▶ _Try it_
Set down only what runs from the line containing "kinda urgent — can u detect the white sand" through the last line of the data, exactly as it reads.
==*==
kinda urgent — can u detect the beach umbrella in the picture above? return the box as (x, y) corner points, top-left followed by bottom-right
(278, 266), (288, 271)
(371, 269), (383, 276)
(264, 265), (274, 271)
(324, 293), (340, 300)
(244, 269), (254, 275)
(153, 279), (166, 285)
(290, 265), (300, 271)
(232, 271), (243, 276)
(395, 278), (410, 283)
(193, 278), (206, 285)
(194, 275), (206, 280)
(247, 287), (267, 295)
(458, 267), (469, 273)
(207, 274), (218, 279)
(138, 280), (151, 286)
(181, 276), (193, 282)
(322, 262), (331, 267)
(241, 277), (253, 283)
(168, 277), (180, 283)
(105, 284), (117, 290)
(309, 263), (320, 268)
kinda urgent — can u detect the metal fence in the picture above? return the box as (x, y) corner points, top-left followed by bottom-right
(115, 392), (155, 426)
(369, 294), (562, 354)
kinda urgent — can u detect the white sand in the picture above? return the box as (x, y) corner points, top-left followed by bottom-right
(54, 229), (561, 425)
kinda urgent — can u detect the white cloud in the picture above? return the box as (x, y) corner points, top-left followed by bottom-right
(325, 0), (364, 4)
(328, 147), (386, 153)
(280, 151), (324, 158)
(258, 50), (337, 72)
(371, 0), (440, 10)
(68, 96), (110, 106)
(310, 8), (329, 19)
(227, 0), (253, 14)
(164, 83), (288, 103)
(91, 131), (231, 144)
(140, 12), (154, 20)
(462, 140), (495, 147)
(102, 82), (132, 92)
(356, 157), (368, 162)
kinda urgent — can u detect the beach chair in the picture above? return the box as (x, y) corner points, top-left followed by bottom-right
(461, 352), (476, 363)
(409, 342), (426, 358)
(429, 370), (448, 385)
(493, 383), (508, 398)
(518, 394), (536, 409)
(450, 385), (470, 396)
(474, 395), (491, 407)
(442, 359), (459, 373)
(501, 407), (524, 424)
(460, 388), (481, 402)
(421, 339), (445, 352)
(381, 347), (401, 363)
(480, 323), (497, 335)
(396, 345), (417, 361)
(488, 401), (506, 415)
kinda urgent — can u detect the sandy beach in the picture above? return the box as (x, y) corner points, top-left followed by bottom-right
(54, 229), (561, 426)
==*==
▶ _Answer for this exercise_
kinda urgent — can u detect the white sand in the picture above? return the box as (x, y) corner points, top-left followed by bottom-right
(54, 229), (561, 425)
kinda urgent — can u detect the white cloud in the picture above? return the box as (x, y) corner points, top-left followed by bottom-right
(325, 0), (364, 4)
(328, 147), (386, 153)
(280, 151), (324, 158)
(258, 50), (337, 72)
(371, 0), (440, 10)
(68, 96), (110, 106)
(310, 8), (329, 19)
(227, 0), (253, 14)
(164, 83), (288, 103)
(91, 131), (231, 144)
(140, 12), (154, 20)
(462, 140), (495, 147)
(102, 82), (132, 92)
(356, 157), (368, 162)
kinda urgent — can u detect the beach chair in the picture above? return the box as (x, y) corner points, top-left followed by bottom-right
(461, 352), (476, 363)
(409, 342), (426, 358)
(429, 370), (448, 385)
(493, 383), (508, 398)
(518, 394), (536, 409)
(450, 385), (470, 396)
(474, 395), (491, 407)
(442, 359), (459, 373)
(501, 407), (524, 424)
(460, 388), (481, 402)
(421, 339), (445, 352)
(381, 347), (401, 363)
(480, 323), (497, 335)
(396, 345), (417, 361)
(488, 401), (506, 415)
kinda urgent — can u detect the sandy beach in the picture above? return the box as (x, y) corner points, top-left followed by bottom-right
(54, 229), (561, 426)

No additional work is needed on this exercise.